▶ **Text**:
## start

# School Owners whos your insurance company



## Brandon Fisher (Aug 30, 2006)

Just has the title says I am looking for insurance companies for liability and property insurance for the dojo.  Any suggestions would be appreciated.


----------



## CTKempo Todd (Aug 30, 2006)

Hi Brandon...

Don Baldwin has served me well for the last 5 years...
www.karateinsurance.com


----------



## Kacey (Aug 30, 2006)

CTKempo Todd said:
			
		

> Hi Brandon...
> 
> Don Baldwin has served me well for the last 5 years...
> www.karateinsurance.com



Me too, for the last 2 years.  I had another company (the name escapes me) but they didn't keep track of their own policies and gave me conflicting information, so I switched.  Don was great about answering questions, and called me when I entered my credit card wrong to check the information, rather than just cancelling the account like other companies have done in the past.


----------



## Brandon Fisher (Aug 30, 2006)

Thats good to hear because I am seriously considering him.


----------



## kyudogrrl66 (Sep 13, 2006)

I use Don Baldwin too. I'm renewing my 2nd year with karateinsurance.com, and his rates are quite reasonable.


----------



## Brandon Fisher (Sep 14, 2006)

Great thanks.  I have been in touch with Don and will be purchasing insurance policy today or tomorrow from him.  I couldn't believe he responded to me in the middle of the night I was impressed.


----------

## end

▶ **Records supplied**:
## start

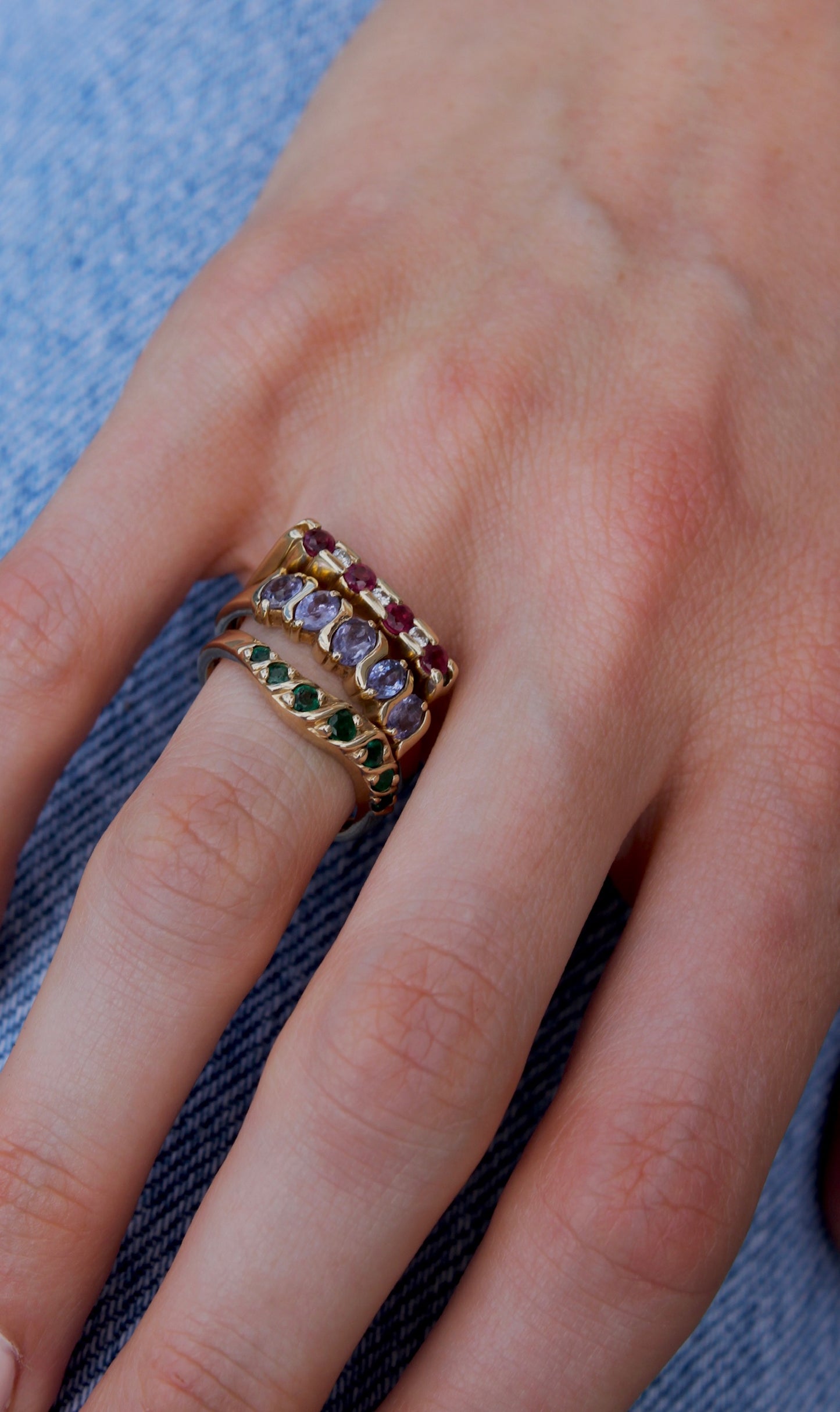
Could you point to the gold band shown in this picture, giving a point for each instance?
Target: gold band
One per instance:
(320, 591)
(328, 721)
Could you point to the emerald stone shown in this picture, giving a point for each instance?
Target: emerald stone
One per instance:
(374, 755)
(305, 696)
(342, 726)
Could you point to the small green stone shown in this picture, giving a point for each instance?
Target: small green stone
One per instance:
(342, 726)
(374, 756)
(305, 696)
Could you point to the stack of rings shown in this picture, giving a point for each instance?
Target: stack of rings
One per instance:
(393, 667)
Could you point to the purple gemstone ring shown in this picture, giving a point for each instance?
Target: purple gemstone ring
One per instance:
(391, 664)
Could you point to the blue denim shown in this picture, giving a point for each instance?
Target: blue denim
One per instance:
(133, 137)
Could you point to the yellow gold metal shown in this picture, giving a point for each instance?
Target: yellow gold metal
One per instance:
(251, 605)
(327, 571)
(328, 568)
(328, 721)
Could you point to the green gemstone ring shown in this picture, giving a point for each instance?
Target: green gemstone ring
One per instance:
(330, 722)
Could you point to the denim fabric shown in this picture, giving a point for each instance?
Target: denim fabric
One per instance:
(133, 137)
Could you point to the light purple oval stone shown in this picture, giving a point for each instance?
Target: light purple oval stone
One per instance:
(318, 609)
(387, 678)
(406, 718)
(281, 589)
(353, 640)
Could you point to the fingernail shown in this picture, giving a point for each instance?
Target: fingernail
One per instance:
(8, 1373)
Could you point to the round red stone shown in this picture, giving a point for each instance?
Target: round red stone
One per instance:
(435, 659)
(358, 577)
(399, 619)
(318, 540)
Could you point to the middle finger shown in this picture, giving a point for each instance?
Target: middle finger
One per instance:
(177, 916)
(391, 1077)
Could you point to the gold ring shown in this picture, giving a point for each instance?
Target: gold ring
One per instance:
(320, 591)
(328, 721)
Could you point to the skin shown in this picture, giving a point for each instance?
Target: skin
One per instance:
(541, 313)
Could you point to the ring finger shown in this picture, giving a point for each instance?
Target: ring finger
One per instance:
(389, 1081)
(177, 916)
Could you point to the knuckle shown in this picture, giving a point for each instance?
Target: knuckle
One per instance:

## end

▶ **Objective A**:
Give the name of each person who posted in the insurance thread, listing each name once.
▶ **Objective B**:
Sum up the insurance thread in two sentences.

▶ **Complete output A**:
Brandon Fisher, CTKempo Todd, Kacey, kyudogrrl66

▶ **Complete output B**:
Brandon Fisher asked for suggestions of companies for liability and property insurance for a dojo, and three other posters said they use Don Baldwin at karateinsurance.com. Brandon Fisher later said he had been in touch with Don and would buy a policy from him that day or the next.